▶ [Task requirements] In the YOLOV3 passage, what is the stated purpose of the FPN-like up-sample and fusion approach? Answer in one to three sentences.

▶ [Text segment]
The popular target detection algorithm YOLOV3 (Redmon and Farhadi, 2018) has significant advantages in terms of speed and accuracy (Wang and Liu, 2020). Its backbone network is Darknet53, which uses the 52 layers in front of Darknet-53 (no fully connected layers). This network is a fully convolutional network that makes extensive use of residual hopping connections in order to reduce the negative effect of gradients from pooling, directly removes pooling, and uses the stride in conv to achieve down-sampling. The FPN-like up-sample and fusion approach is used in YOLOV3 to perform detection on multiple feature map scales, improving the detection of mAP and small objects (Redmon and Farhadi, 2018). The network structure is shown in Supplementary Figure1D.

Items from a dataset
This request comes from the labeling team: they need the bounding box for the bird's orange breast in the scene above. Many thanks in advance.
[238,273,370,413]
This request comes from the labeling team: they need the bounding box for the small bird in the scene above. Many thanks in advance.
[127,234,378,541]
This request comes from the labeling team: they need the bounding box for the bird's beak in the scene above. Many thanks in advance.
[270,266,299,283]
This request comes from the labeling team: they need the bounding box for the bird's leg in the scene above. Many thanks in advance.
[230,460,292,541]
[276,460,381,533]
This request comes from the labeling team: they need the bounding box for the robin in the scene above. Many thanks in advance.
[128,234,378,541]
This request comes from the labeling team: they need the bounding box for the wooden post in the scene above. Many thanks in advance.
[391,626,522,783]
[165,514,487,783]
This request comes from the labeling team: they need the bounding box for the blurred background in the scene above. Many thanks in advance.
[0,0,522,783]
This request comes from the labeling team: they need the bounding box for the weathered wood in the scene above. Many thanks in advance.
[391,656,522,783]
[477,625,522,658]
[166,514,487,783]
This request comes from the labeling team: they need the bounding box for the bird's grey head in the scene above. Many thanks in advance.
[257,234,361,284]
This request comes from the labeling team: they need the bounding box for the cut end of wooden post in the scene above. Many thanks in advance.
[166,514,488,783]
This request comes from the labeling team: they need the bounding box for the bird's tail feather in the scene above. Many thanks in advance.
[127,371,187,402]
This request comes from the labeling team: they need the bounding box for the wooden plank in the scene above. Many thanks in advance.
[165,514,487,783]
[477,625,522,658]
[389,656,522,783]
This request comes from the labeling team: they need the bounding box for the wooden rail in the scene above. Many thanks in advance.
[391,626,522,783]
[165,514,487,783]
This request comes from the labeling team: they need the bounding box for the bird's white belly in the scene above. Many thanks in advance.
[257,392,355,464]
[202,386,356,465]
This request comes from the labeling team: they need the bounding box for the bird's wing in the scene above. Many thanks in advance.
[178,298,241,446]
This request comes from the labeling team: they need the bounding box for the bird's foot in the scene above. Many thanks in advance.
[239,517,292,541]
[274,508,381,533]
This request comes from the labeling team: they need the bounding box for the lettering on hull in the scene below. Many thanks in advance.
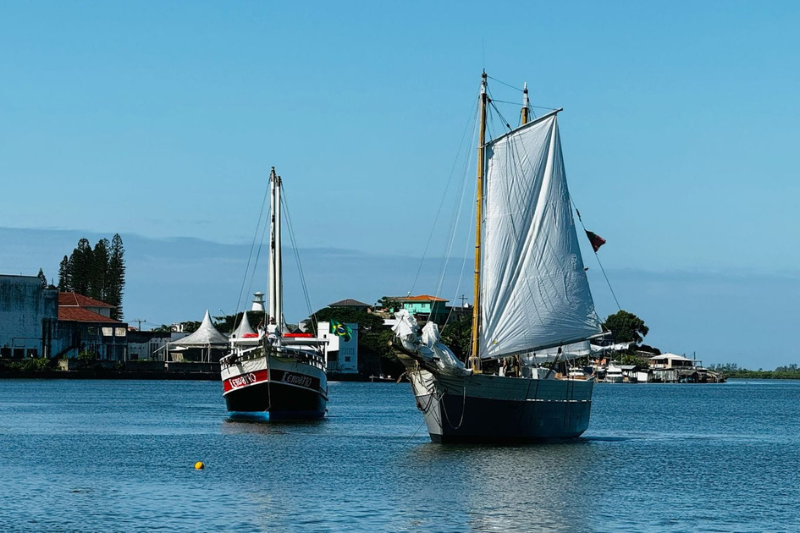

▶ [Complete response] YOLOV3 uses the FPN-like up-sample and fusion approach to perform detection on multiple feature map scales. This improves its mAP and its detection of small objects.